- _Stated problem A_
Copy the listing verbatim, starting at the line that contains "For this exercise we mark the bee abdomen" and ending at the final line of the listing.

- _Extract_
# # # #
Statalist The Stata Listserver


[Date Prev][Date Next][Thread Prev][Thread Next][Date index][Thread index]

Re: st: a question about number precision


From   wgould@stata.com (William Gould, Stata)
To   statalist@hsphsun2.harvard.edu
Subject   Re: st: a question about number precision
Date   Mon, 03 Apr 2006 12:12:51 -0500

Jian Zhang <jzh@ucdavis.edu> asked, 

> I have a problem about number precision.  [...]
>
> Here is the data:
>               ID
>         21557127 
>
> then i run the following do file trying to extract the last three digits
> from the ID:
> 
>        . gen double temxxx=(ID/1000)
>        . gen temyyy=int(temxxx)
>        . gen temzzz=temxxx-temyyy
>        . gen areaxxx=(temzzz*1000)
>        . drop temxxx temyyy temzzz
>
> the generated data looks like the following:
>
>            ID           areaxxx
>      21557127               127
>
> However, when I typed: list if areaxxx==127, stata in fact listed nothing!

There have already been offered alternative solutions to the problem, but none
of those posting have answered the question, what did Jian Zhang do wrong?

To answer that question, let's do the following:

        . set obs 1                             // setup problem
        . gen double ID = 21557127
        . list

        . gen double temxxx = (ID/1000)         // What Jian Zhang did
        . gen temyyy = int(temxxx)
        . gen temzzz = temxxx - temyyy
        . gen areaxxx = temzzz*1000

        . list                                  // Examine result
        . display %16.0g temzzz
        . display %16.0g areaxxx


Here's the result:

        . set obs 1 
        obs was 0, now 1

        . gen double ID = 21557127

        . list

             +----------+
             |       ID |
             |----------|
          1. | 21557127 |
             +----------+

        . 
        . gen double temxxx = (ID/1000)
# # # #
- _Stated problem B_
Answer these questions from the Statalist post:
(i) What ID value appears in the data that was posted?
(ii) What did Stata list after the command list if areaxxx==127 was typed?
(iii) On what date was the reply sent?

(Data items)
# # # #
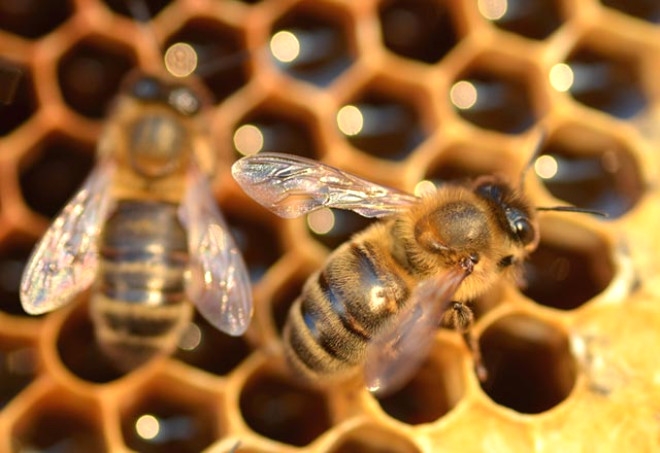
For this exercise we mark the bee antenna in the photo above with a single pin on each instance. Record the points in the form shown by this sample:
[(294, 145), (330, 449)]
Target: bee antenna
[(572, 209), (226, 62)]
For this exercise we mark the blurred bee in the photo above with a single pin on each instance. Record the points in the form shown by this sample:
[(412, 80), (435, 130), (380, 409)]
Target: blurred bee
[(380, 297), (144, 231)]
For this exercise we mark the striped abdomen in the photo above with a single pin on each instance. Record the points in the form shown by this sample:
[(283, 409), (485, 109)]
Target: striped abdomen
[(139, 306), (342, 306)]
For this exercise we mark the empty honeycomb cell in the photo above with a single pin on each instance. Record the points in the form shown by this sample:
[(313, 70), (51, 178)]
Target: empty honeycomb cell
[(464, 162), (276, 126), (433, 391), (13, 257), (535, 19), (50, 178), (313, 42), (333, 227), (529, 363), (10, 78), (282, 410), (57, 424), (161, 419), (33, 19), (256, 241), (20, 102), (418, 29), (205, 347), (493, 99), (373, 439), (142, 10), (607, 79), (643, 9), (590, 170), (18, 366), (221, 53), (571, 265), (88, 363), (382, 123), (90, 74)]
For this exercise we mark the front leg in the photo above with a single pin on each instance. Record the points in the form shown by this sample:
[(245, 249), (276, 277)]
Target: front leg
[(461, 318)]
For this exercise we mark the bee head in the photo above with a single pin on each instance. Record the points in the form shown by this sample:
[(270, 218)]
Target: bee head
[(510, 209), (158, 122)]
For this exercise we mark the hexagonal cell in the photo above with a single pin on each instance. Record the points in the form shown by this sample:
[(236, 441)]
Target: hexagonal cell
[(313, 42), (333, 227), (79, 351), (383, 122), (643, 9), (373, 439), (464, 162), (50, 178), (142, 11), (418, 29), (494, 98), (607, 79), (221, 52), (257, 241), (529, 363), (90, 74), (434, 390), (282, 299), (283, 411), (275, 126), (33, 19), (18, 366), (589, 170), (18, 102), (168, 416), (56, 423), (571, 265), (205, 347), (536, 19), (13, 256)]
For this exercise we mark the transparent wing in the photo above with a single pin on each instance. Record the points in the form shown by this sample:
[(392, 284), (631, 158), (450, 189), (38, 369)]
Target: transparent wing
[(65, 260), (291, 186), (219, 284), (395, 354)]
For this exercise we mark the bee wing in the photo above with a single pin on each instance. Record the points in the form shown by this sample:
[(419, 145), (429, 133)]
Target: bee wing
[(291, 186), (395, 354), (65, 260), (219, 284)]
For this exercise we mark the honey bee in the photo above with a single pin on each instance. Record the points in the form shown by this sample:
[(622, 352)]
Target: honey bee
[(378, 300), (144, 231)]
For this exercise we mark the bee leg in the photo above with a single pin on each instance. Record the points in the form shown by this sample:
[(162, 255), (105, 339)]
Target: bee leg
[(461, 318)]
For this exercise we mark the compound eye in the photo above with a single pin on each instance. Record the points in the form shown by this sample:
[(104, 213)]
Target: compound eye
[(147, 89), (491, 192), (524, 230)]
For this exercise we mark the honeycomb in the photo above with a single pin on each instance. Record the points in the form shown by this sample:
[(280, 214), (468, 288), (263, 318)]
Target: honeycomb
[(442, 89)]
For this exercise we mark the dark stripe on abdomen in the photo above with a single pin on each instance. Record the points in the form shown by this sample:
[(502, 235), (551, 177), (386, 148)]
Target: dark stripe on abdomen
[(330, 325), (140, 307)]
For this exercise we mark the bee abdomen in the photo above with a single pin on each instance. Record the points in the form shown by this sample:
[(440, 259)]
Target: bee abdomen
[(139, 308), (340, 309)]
# # # #
- _Final answer A_
For this exercise we mark the bee abdomen in the photo above with a single pin on each instance. Record the points in the form shown by this sample:
[(440, 259)]
Target: bee abdomen
[(139, 308), (340, 309)]

- _Final answer B_
(i) 21557127
(ii) Nothing
(iii) Mon, 03 Apr 2006